------ RECORDED INFORMATION

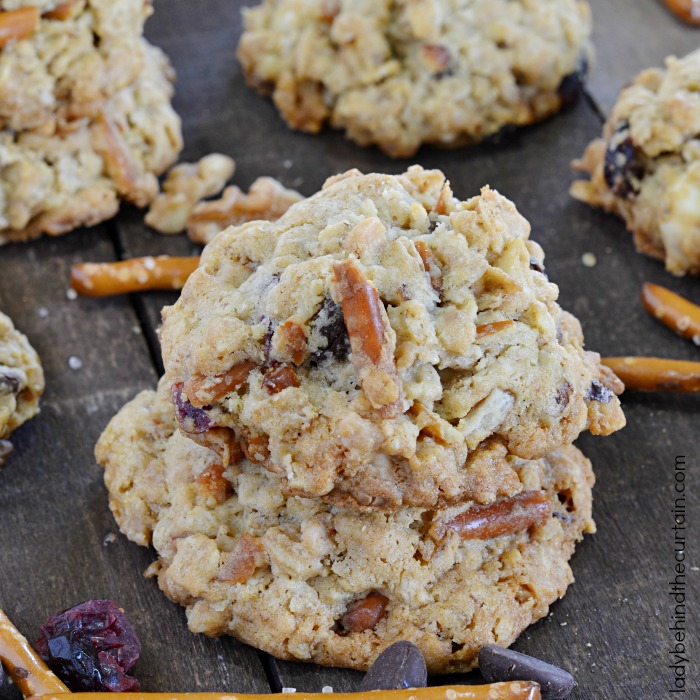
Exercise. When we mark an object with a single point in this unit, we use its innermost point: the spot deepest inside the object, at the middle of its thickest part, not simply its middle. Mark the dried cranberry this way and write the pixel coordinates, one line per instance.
(331, 325)
(571, 85)
(5, 451)
(623, 167)
(9, 384)
(599, 392)
(534, 265)
(91, 647)
(190, 418)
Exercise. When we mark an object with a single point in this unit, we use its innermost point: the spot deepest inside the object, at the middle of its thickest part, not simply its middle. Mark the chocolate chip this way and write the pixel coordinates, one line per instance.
(9, 383)
(499, 664)
(5, 451)
(623, 170)
(331, 325)
(190, 418)
(400, 666)
(571, 85)
(564, 394)
(599, 392)
(534, 265)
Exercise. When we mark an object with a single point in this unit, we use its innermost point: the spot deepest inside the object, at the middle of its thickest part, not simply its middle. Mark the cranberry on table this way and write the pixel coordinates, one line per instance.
(91, 647)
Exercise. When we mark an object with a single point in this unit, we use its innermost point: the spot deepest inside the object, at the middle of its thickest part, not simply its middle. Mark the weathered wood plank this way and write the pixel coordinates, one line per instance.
(630, 35)
(53, 505)
(620, 603)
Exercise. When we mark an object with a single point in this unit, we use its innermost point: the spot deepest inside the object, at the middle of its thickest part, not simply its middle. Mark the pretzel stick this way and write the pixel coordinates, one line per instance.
(673, 310)
(687, 10)
(655, 374)
(513, 690)
(135, 275)
(17, 24)
(29, 673)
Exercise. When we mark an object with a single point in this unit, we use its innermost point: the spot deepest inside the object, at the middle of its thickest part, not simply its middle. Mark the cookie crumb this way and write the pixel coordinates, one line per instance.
(589, 260)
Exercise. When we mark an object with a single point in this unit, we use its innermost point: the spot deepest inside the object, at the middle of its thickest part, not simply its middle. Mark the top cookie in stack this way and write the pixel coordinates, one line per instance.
(85, 113)
(382, 345)
(389, 390)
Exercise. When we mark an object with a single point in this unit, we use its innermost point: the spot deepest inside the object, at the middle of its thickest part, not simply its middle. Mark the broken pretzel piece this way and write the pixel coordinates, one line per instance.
(134, 275)
(36, 681)
(184, 187)
(18, 24)
(687, 10)
(267, 200)
(673, 310)
(513, 690)
(365, 613)
(488, 328)
(430, 264)
(506, 516)
(205, 390)
(655, 373)
(133, 184)
(61, 12)
(371, 341)
(243, 561)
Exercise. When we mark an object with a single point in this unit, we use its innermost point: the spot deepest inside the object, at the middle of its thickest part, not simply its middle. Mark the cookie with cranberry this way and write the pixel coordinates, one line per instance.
(21, 382)
(399, 74)
(383, 343)
(646, 167)
(306, 580)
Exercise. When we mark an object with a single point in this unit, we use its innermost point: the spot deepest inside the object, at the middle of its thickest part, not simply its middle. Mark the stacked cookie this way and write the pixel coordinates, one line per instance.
(646, 166)
(364, 429)
(21, 382)
(85, 114)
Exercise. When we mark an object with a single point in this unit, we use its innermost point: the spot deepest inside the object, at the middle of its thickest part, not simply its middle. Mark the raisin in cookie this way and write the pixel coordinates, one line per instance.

------------

I would like the data copied exactly as it stands, with no pictures included.

Exercise. When we mark an object with a single point in this unit, we use its innermost point: the spot deepest inside the object, at the middle of its thickest part, not simply its middle. Mark the dried cranberry this way and write the pixel coordinates, one line per instance.
(331, 325)
(571, 85)
(5, 451)
(623, 167)
(9, 384)
(599, 392)
(534, 265)
(91, 647)
(190, 418)
Exercise. When we mark an object with a single point in this unit, we use its innermost point: the spot deepest inside the object, at the middle of its thickest part, not simply its middle. Mark the chocolate chip this way and write the pixel coordinates, one line per instance.
(9, 383)
(499, 664)
(5, 451)
(623, 170)
(331, 325)
(190, 418)
(400, 666)
(571, 85)
(564, 394)
(599, 392)
(534, 265)
Exercise. When we mark an object with a single point in this unit, we use its innermost point: the spot deepest inside the object, at the middle of its thickest part, not simply its middle. Mark the cranberry on table this way and write the pixel coordinates, one line per instance.
(91, 647)
Exercise. When we mark an object with a single point in this unit, we use its innermost point: the spot deepest inside the object, at the middle of its thickest part, not simply its middle. Mark the weathered wood plank this way and write the pixel coordinates, one line per instance.
(630, 35)
(53, 505)
(620, 603)
Exercise. When we mark an object with a single point in this unit, we use its innermost point: the spot deepest inside the object, at the middle of its thickest part, not simply its middle. Mark the pretzel stick this way and write the pixel coordinates, one line per instance.
(673, 310)
(687, 10)
(655, 374)
(513, 690)
(135, 275)
(17, 24)
(29, 673)
Exercise. When we mark an object with a single point in this unit, we use its innermost point: the spot deepest inside the object, at the middle of its thickest part, not simply its middle. Mark the cookie crumb this way and write the pixel coordinates, one line per instance.
(589, 260)
Exercise. When we mark an object with a single point in this unit, we use its innermost point: the spot deepest inside the object, at the middle of its thickest part, not simply its middle. Mark the top cookie in stack this way and write the pixel coordinates, one line per instance.
(85, 113)
(382, 345)
(389, 390)
Exercise. When we mark an object with a single point in this unit, we use its innermost point: the spot deepest inside the object, at the middle of its thickest part, not simply its middle. Mark the broken pretzel piece this way and write the pixel coordinates, one line per instance.
(134, 275)
(36, 681)
(184, 187)
(18, 24)
(687, 10)
(267, 200)
(673, 310)
(513, 690)
(365, 613)
(488, 328)
(430, 264)
(506, 516)
(205, 390)
(655, 373)
(133, 184)
(61, 12)
(371, 341)
(243, 561)
Exercise. When we mark an object with a single point in this unit, we use its innermost point: the spot deepest inside the object, at the middle of its thickest part, not simply its middle. Mark the cookie with cranberry this way and write the pixel coordinates, one line per instance.
(21, 382)
(399, 74)
(383, 343)
(646, 167)
(306, 580)
Exercise. When we mark an object with a single point in this unit, we use its innermost point: the spot deepest inside the object, at the middle of its thickest part, not simply its middle. Mark the stacked cookie this way and write the pixel coordinates, one line per instance.
(646, 166)
(364, 429)
(21, 382)
(85, 114)
Exercise. When we mark an object with a single point in this unit, we use its innermost point: the spot deepest inside the object, at the middle of its thickest part, not simply its middle. Mark the raisin in cookie this way and write the pixel coordinates, one line per instance.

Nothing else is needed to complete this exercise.